:: Exercise goal ::
Could each entry below be printed again exactly as given?

* * * * * * *

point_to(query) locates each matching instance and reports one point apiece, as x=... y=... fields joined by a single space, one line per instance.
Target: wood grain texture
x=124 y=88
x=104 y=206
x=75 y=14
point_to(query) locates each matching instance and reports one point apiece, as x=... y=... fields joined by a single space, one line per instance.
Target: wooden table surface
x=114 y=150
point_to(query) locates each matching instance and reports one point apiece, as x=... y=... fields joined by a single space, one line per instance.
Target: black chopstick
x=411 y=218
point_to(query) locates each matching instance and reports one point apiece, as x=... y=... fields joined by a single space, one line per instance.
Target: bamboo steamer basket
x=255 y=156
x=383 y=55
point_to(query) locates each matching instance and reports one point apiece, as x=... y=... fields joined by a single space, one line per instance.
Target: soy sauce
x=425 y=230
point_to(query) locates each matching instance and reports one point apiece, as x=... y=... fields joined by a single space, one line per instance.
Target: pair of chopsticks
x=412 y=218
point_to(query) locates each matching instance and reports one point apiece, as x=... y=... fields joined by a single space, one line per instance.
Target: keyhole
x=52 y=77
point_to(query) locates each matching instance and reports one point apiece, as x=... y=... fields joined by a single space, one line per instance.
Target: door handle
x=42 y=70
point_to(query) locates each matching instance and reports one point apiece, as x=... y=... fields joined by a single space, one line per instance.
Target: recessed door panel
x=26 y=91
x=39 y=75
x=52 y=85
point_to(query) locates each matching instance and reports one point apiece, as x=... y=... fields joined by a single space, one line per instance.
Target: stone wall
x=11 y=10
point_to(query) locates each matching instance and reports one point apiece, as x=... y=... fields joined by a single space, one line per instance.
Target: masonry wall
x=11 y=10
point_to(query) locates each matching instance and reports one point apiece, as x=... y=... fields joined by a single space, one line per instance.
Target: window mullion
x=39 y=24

* * * * * * *

:: Written solution ::
point_to(query) locates each matching instance and reports one point apiece, as x=... y=... fields joined by a single space, one line per instance.
Target: wood grain texture
x=124 y=88
x=104 y=206
x=75 y=14
point_to(query) locates each matching instance and reports one point apiece, as x=... y=... fields joined by a single space, one line per instance.
Target: wooden table surface
x=114 y=150
point_to(query) locates each matching instance and reports one point apiece, as x=... y=... fields joined by a single space, one line per instance.
Target: black chopstick
x=411 y=218
point_to(query) locates each matching instance and reports one point apiece, as x=... y=... fields joined by a single space, one line per instance.
Target: bamboo steamer basket
x=255 y=156
x=383 y=55
point_to(query) locates each matching instance and reports one point apiece, as x=... y=... fields joined by a single space, one line per instance.
Target: soy sauce
x=425 y=230
point_to(query) locates each matching instance and reports one point apiece, as x=... y=... fields joined by a single space, one line per instance.
Target: pair of chopsticks
x=412 y=218
point_to(query) locates each matching instance and reports one point apiece, as x=... y=... fields joined by a single space, one line per instance.
Target: keyhole
x=52 y=77
point_to(query) locates each matching instance and reports one point apiece, as x=... y=... fields joined by a single space, one line per instance.
Target: door handle
x=42 y=70
point_to(query) locates each matching instance and reports one point apiece, as x=... y=... fields joined by a single space, one line per instance.
Target: recessed door panel
x=26 y=91
x=39 y=75
x=52 y=85
point_to(query) locates each matching instance and reports one point apiece, as x=... y=... fields joined by a single space, one line per instance.
Target: stone wall
x=11 y=10
point_to(query) locates each matching instance and reports one point apiece, as x=... y=... fields joined by a single space, one line per instance.
Target: masonry wall
x=11 y=10
point_to(query) locates each matching instance and reports one point apiece, as x=... y=... fields joined by a single space, one line per instance.
Target: window mullion
x=39 y=24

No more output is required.